=== EXTRACT PROVIDED ===

Looks more like a 135i to me, twin pipes are a bit of a give away, and the fact the engines mahoosive


----------



## Focusaddict (May 31, 2010)

Those scratches are caused from the swirlomatics Albanian hand wash places where they use water blade to dry the car.


----------



## ocdetailer (Apr 9, 2014)

I love that last pic. Sounds like you learnt a lot during your detailing odyssey. Stunning results, well worth the time


----------



## JwilliamsM (Dec 20, 2011)

Turkleton said:


> Amazing work! Was in a pretty sorry state before, such a nice car to leave to be battered like that
> 
> Looks more like a 135i to me, twin pipes are a bit of a give away, and the fact the engines mahoosive


The 123d doesn't get those lovely calipers  so yeah I'd say it's a 135i


----------



## potter88 (Apr 12, 2014)

Turkleton said:


> Looks more like a 135i to me, twin pipes are a bit of a give away, and the fact the engines mahoosive


Yea your probably right infact as i forgot the 135i was twin turbo aswell. I thought the 123d was the only twin turbo in range but forgot the 135i


----------



## Rainbow (Oct 30, 2013)

=== AVAILABLE DATA ===

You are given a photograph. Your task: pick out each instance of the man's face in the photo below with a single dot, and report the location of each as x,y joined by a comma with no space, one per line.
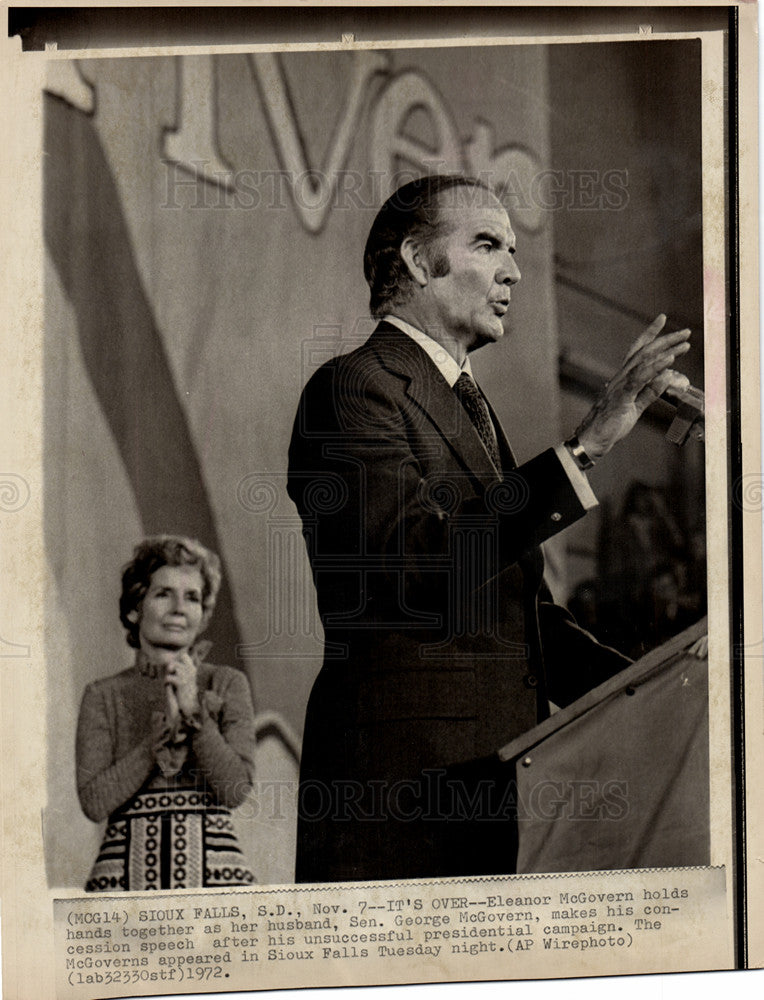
470,300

===

PROBLEMS —
(1) List every username that appears as a post header in the forum thread about the detailed car.
(2) Answer these questions from the forum thread about the detailed car, one line each:
(a) According to Focusaddict, what kind of places cause those scratches?
(b) What does JwilliamsM say the 123d doesn't get?
(c) What had potter88 forgotten about the 135i?
(3) Carry on the forum thread about the detailed car from the point where it stops.

ANSWERS IN ORDER —
(1)
Focusaddict
ocdetailer
JwilliamsM
potter88
Rainbow

(2)
(a) Hand wash places that use a water blade to dry the car.
(b) Those lovely calipers.
(c) That the 135i was twin turbo as well.

(3)
This thread is a pure inspiration for every newbie. Great work, mate! Amazing result.


----------



## TonyH38 (Apr 7, 2013)

A great job done looks superb.


----------



## SBM (Jul 4, 2013)

Excellent work and write up there buddy.

You should be justly proud :thumb: BMW paint is similar to Audi and mercs for hardness - I had a moro blue TT roadster - it was a bu99er!

Top marks
Ben


----------



## James_R (Jun 28, 2007)

hovnojede said:


> Sonax BSD was horrible to work with as I said. It dries way too quickly, even right after spraying the thing on to the paint. Dunno, maybe I did something wrong...


Brilliant work, the finished results on the lovely glossy bonnet are amazing! :thumb:

BSD - do not apply when the car is warm to the touch, or in direct sunlight.
Car should be cool and you will have no problems - I use this all the time.

I have had this since April, I did see how bad it would be in direct sunlight last week, and yes….it was bad. 
Dried too quickly and was difficult to remove.

Cool and dry in the shade - easy application, easy removal :thumb:


----------



## hovnojede (Aug 9, 2012)

bazz said:


> thanks very much for sharing that and some great pics and a very tidy right up.
> looks like you done a great job of the car


Thank you very much!



luke w said:


> Enjoyed reading that, u got some great results! Nice one!


Thanks, mate!!



yetizone said:


> Excellent work and a very good write up of the detail.:thumb:


Appreciated! Thanks!



potter88 said:


> Lovely looking motor mate.
> 
> Twin Turbo so im guessing a 123d mate??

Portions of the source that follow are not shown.